__Goal of the exercise__.
Please repeat back, word for word, the lines of data beginning with the line that contains "Annotation task — pin every instance of the cut plant" and running through the line that contains "(900, 1113)", including both of those lines.

__Excerpts from point annotation data__.
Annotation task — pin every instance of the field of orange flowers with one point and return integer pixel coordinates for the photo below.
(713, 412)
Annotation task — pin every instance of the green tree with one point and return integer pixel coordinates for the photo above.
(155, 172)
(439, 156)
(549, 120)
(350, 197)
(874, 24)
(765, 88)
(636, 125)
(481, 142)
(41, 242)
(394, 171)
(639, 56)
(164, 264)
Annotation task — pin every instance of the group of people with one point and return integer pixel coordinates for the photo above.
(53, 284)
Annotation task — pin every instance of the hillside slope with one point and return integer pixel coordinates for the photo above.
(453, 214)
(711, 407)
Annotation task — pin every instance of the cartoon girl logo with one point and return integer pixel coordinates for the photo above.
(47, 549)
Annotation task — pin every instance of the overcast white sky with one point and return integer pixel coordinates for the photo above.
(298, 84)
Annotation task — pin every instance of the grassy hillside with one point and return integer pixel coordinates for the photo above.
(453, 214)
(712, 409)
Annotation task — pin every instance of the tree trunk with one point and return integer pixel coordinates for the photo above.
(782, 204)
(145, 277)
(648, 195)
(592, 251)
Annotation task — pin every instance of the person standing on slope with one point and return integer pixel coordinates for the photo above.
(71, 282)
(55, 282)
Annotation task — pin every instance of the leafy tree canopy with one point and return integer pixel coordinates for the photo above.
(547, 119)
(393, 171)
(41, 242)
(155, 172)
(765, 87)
---
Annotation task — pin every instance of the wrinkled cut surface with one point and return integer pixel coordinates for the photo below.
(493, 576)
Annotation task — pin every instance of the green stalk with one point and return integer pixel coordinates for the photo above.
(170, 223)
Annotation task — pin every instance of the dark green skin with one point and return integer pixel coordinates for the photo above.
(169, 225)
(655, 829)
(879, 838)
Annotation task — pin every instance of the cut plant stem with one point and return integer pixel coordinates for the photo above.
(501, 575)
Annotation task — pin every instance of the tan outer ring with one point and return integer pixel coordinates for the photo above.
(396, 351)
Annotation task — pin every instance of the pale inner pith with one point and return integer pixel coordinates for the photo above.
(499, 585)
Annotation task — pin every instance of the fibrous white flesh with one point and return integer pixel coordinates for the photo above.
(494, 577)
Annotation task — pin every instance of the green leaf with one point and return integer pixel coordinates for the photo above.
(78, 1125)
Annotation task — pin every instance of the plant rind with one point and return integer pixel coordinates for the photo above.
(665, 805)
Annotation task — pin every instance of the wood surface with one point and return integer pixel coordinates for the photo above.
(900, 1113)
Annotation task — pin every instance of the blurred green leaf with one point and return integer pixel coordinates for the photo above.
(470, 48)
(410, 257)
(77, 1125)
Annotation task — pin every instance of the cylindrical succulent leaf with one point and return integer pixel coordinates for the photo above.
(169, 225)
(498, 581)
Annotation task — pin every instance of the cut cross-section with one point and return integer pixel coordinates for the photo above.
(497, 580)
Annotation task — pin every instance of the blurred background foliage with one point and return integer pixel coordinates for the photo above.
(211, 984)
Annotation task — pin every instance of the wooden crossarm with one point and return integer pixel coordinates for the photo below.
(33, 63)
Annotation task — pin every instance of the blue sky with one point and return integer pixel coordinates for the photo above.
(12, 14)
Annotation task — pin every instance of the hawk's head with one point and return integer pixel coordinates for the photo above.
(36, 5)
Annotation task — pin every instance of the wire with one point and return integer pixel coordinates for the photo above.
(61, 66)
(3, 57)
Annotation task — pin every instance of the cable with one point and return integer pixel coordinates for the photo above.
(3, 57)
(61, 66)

__Exercise response__.
Annotation task — pin every instance of the cut plant stem with one point and return integer pixel coordinates for the photo above.
(501, 575)
Annotation task — pin every instance of the tan outer ring with one point and return integer pixel coordinates for the photo above.
(396, 351)
Annotation task — pin every instance of the pale inner pith with one point and return integer pixel coordinates for the photo above.
(499, 585)
Annotation task — pin every instance of the fibrous white flesh with one point and return integer pixel coordinates for the photo above.
(494, 577)
Annotation task — pin every instance of the green leaf with one point and return integer pixel coordinates for the photo above.
(78, 1125)
Annotation task — pin every instance of the plant rind with one point and return integer pixel coordinates for the photo above.
(665, 805)
Annotation task — pin every instance of the wood surface with one point and return integer pixel coordinates for the photo above.
(900, 1113)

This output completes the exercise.